Dataset records
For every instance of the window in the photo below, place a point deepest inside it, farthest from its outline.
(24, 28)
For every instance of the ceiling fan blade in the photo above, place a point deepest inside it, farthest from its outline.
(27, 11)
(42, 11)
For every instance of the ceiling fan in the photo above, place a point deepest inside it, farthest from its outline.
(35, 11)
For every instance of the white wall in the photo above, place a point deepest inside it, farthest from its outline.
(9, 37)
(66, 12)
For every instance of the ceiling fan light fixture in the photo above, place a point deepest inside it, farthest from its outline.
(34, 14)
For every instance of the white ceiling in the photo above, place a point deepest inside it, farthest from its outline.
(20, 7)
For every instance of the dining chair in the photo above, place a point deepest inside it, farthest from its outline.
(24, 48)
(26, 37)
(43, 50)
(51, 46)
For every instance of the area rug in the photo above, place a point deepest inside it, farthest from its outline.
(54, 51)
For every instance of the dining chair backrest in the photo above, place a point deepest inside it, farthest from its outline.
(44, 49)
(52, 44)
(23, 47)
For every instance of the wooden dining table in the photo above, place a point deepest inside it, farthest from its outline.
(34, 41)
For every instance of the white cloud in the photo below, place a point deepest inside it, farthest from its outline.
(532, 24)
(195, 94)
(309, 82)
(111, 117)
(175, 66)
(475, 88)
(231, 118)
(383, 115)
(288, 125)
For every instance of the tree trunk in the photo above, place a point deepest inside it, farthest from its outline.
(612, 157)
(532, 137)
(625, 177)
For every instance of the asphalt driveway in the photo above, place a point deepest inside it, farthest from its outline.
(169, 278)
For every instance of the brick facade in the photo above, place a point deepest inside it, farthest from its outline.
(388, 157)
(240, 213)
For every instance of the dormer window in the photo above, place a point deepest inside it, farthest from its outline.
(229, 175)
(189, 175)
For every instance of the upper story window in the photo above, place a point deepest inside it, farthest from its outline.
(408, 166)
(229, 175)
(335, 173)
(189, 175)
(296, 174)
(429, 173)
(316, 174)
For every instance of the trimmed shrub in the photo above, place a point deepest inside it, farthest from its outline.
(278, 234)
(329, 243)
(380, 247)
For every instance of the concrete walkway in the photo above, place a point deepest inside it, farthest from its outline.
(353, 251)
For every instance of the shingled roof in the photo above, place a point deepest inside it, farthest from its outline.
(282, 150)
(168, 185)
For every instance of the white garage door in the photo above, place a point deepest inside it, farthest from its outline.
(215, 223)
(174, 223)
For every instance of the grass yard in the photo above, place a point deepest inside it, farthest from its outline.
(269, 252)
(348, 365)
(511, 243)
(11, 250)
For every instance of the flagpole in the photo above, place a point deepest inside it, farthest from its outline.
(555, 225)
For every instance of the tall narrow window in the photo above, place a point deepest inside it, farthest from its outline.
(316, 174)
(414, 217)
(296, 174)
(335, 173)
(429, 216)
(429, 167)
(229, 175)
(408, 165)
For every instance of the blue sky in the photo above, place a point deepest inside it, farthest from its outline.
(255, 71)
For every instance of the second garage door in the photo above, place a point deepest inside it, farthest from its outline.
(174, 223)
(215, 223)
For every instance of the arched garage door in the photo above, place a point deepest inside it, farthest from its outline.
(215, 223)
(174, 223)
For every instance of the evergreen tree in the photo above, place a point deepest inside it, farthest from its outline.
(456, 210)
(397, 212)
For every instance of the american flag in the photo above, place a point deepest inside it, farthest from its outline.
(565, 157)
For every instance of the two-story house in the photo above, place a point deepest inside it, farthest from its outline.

Work to be completed: The data above must be repeated in its entirety, exactly as given.

Output below:
For every instance of the window in the photo below, place a point deepest inside it, farthest from its outline.
(24, 28)
For every instance of the ceiling fan blade in the photo above, place a point deepest inside it, farthest from its outline.
(27, 11)
(42, 11)
For every instance of the ceiling fan in the photo above, place a point deepest inside it, farthest from its outline.
(35, 11)
For every instance of the white wall in the photo above, place a point deepest inside it, farthest from its outline.
(9, 37)
(66, 12)
For every instance of the ceiling fan light fixture in the photo above, place a point deepest inside it, farthest from its outline.
(34, 14)
For every instance of the white ceiling in the photo above, place a point deepest inside it, farthest from its outline.
(20, 7)
For every instance of the dining chair in the photo above, place a point deepest inside it, farthest from its outline.
(24, 48)
(26, 37)
(43, 50)
(51, 46)
For every instance of the area rug in the photo above, place a point deepest inside it, farthest from its outline.
(54, 51)
For every instance of the dining chair backrest in the photo above, place a point deepest inside it, farthest from its outline.
(44, 49)
(52, 44)
(23, 47)
For every instance of the wooden dining table in the photo above, place a point deepest inside it, farthest from its outline.
(34, 41)
For every instance of the white cloud in the photo below, place a point deepest inside it, farthest from its outline.
(532, 24)
(195, 94)
(309, 82)
(111, 117)
(175, 66)
(475, 88)
(231, 118)
(383, 115)
(288, 125)
For every instance of the tree trunk in the photo above, place a point deepest inside it, farthest from its outline.
(612, 157)
(532, 137)
(625, 177)
For every instance of the asphalt driveway in the photo above, place a point deepest inside it, farthest from its outline.
(169, 278)
For every instance of the brick facade in the photo above, place a point deepest inside it, farthest from its outline.
(388, 157)
(240, 213)
For every instance of the dormer window in the photo above, place a point deepest inside it, farthest from its outline.
(229, 175)
(189, 175)
For every instance of the upper story window in the photo above, place a point deepest inside it, farthest from its outline.
(408, 166)
(229, 175)
(335, 173)
(189, 175)
(296, 174)
(429, 173)
(316, 174)
For every instance of the trimmed shrub in the photo above, place a point deepest inside it, farthest from its outline.
(278, 234)
(329, 243)
(380, 247)
For every instance of the concrete walkway in the photo above, place a point deepest inside it, farthest from its outline.
(353, 251)
For every instance of the shingled roof in the photo above, place a point deepest inside it, farthest from its outline.
(282, 150)
(168, 185)
For every instance of the white garage door in the photo above, place a point deepest inside it, farthest from its outline.
(215, 223)
(174, 223)
For every instance of the grass yard in the photo above, place a point deepest inside it, farthest from its outline.
(269, 252)
(348, 365)
(511, 243)
(11, 250)
For every instance of the flagpole in the photo above, place a point deepest inside it, farthest from its outline.
(555, 225)
For every instance of the tall narrow window in the photo above, place a point deepest inside it, farthest from its outline.
(316, 174)
(414, 217)
(296, 174)
(335, 173)
(429, 216)
(429, 167)
(229, 175)
(408, 165)
For every instance of the blue sky in the photo above, place a point deepest inside it, farthest from its outline.
(255, 71)
For every instance of the second garage door in the photo above, place a point deepest inside it, farthest from its outline.
(174, 223)
(215, 223)
For every instance of the arched garage door in the photo above, place a point deepest inside it, farthest from its outline.
(215, 223)
(174, 223)
For every instance of the evergreen tree in the photo above, place a point deepest inside it, farthest from its outline.
(456, 210)
(397, 212)
For every instance of the american flag in the photo above, place a point deepest inside it, farthest from its outline.
(565, 157)
For every instance of the two-story house in the photo above, place a point deepest inside it, farthest from its outline.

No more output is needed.